### [Task description]
From the blog entry below, list every group of people it mentions (not single persons or organizations), using the entry's own wording.

### [Given text]
══════════

Okay, so the title of this blog entry is intended to be clever, believe it or not. That said, I have been thinking a lot about the end of the Space Shuttle program, and it's long term implications. With Shuttle Discovery touching down for the last time, prior to becoming a museum piece after having spent a cumulative year in space, only a few more Shuttle flights remain until the program ends.
When Discovery launched on February 24th, I was at work and turned on NASA TV to watch the launch. I was terribly disappointed by the coverage. I know that NASA likes to portray a professional, we-do-this-all-the-time attitude, but watching the launch coverage was about as exciting as watching grass grow. It's no wonder the American public is ho-hum about the ongoing space program. The NASA PR people just can't seem to figure out how to make the whole thing exciting. The irony is that the public really does get excited about it, despite the failures of the NASA outreach folks.
Here it was, the last flight of one of the most iconic spacecraft ever built, and there was nothing discernible in the way of fanfare and glory. I quipped to a friend that day, "So this is how America's space dominance ends ... with a yawn." I was a little miffed at the time, but several weeks later, I still don't apologize for it.

══════════

### [Records from an annotation dataset]
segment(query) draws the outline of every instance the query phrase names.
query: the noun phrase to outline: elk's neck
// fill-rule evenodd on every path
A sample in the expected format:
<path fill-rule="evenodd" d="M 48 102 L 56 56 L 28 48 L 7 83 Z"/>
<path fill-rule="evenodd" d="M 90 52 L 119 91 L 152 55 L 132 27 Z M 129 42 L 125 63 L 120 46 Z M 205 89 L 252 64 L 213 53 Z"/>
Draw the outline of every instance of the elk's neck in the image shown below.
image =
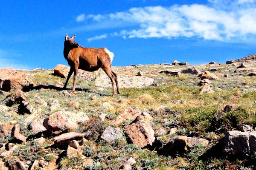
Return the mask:
<path fill-rule="evenodd" d="M 63 49 L 63 54 L 64 55 L 64 57 L 66 59 L 68 58 L 68 57 L 69 56 L 69 54 L 71 49 L 70 48 L 64 46 L 64 49 Z"/>

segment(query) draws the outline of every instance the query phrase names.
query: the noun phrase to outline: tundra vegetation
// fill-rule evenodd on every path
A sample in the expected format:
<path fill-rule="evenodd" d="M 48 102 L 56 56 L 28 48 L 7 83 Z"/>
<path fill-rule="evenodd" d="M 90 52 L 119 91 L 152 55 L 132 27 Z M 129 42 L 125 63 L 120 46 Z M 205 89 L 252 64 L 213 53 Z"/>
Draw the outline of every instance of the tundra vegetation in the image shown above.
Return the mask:
<path fill-rule="evenodd" d="M 17 71 L 33 82 L 33 87 L 23 90 L 26 96 L 24 100 L 35 113 L 28 109 L 29 105 L 20 101 L 6 105 L 9 103 L 6 102 L 6 99 L 17 92 L 0 93 L 0 128 L 3 128 L 3 125 L 6 122 L 6 127 L 20 126 L 19 132 L 16 131 L 17 126 L 15 132 L 4 127 L 7 133 L 0 138 L 0 162 L 3 163 L 0 167 L 14 169 L 12 168 L 15 165 L 21 167 L 20 169 L 32 167 L 35 170 L 255 169 L 256 138 L 253 138 L 256 136 L 253 136 L 256 76 L 253 74 L 256 73 L 256 62 L 255 59 L 250 59 L 231 61 L 229 64 L 213 62 L 193 65 L 200 72 L 191 68 L 196 73 L 193 74 L 183 71 L 192 66 L 175 63 L 112 66 L 122 92 L 114 97 L 110 95 L 112 90 L 110 80 L 101 79 L 105 74 L 101 70 L 90 73 L 93 78 L 90 81 L 83 79 L 87 72 L 83 76 L 79 74 L 75 92 L 70 83 L 63 91 L 66 79 L 54 74 L 53 69 Z M 242 68 L 250 70 L 237 68 L 241 62 L 247 66 Z M 206 71 L 209 72 L 200 74 Z M 139 72 L 143 76 L 137 76 Z M 251 76 L 248 75 L 250 74 Z M 123 75 L 134 79 L 145 76 L 154 81 L 147 87 L 134 87 L 137 82 L 124 79 L 127 77 Z M 201 79 L 202 76 L 203 80 Z M 73 80 L 71 77 L 70 81 Z M 96 83 L 99 82 L 104 85 L 106 81 L 109 85 L 100 85 Z M 124 82 L 125 88 L 122 87 Z M 24 107 L 27 109 L 21 109 Z M 57 121 L 48 117 L 53 114 L 58 115 L 55 117 Z M 46 120 L 47 117 L 50 121 Z M 36 120 L 44 120 L 44 123 L 33 124 Z M 51 124 L 54 121 L 57 123 Z M 60 127 L 58 121 L 65 125 Z M 134 124 L 136 125 L 133 126 Z M 247 128 L 250 132 L 241 132 L 239 127 L 241 124 L 250 126 Z M 46 129 L 39 132 L 32 128 L 35 125 L 44 127 L 43 124 Z M 58 128 L 53 129 L 54 125 Z M 245 133 L 242 133 L 246 134 L 245 136 L 250 134 L 250 148 L 243 145 L 243 140 L 245 143 L 249 140 L 244 138 L 235 143 L 241 144 L 240 148 L 244 147 L 241 151 L 230 146 L 224 150 L 225 136 L 227 132 L 234 131 Z M 70 131 L 76 133 L 72 133 L 76 137 L 68 140 L 67 137 L 66 140 L 58 143 L 61 139 L 56 138 Z M 139 139 L 143 144 L 136 140 L 141 137 L 140 132 L 145 135 L 145 139 Z M 146 145 L 142 147 L 143 144 Z"/>

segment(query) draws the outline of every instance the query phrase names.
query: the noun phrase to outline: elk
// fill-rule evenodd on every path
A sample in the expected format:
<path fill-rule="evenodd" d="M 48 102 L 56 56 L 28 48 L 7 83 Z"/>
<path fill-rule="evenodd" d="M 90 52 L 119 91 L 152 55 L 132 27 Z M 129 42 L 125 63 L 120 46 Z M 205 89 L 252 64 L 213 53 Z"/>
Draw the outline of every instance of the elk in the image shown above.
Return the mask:
<path fill-rule="evenodd" d="M 117 93 L 119 94 L 117 77 L 111 68 L 114 54 L 106 48 L 94 48 L 81 47 L 74 41 L 75 37 L 76 35 L 70 38 L 67 34 L 65 37 L 63 54 L 70 66 L 70 69 L 63 88 L 65 89 L 67 87 L 68 80 L 74 72 L 72 91 L 75 91 L 78 69 L 92 72 L 102 68 L 109 77 L 112 83 L 112 96 L 116 95 L 114 82 L 116 85 Z"/>

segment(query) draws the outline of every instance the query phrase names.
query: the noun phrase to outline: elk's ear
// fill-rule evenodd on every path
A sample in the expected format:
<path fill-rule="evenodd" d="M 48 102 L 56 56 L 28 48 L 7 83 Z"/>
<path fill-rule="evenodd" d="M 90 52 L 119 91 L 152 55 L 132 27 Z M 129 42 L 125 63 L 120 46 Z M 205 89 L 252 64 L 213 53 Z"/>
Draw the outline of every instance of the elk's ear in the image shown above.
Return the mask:
<path fill-rule="evenodd" d="M 71 39 L 72 40 L 74 40 L 74 39 L 75 38 L 75 37 L 76 37 L 76 34 L 73 35 L 73 37 L 72 37 L 70 38 L 70 39 Z"/>

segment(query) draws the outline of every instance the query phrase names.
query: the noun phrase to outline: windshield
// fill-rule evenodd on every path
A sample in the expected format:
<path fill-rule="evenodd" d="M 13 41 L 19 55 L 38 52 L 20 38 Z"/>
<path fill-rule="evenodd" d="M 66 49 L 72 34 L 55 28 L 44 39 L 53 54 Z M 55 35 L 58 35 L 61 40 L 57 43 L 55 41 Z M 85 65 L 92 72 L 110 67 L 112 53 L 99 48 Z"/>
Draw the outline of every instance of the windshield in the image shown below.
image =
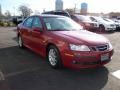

══════════

### [Complete output]
- the American public
- The NASA PR people
- the NASA outreach folks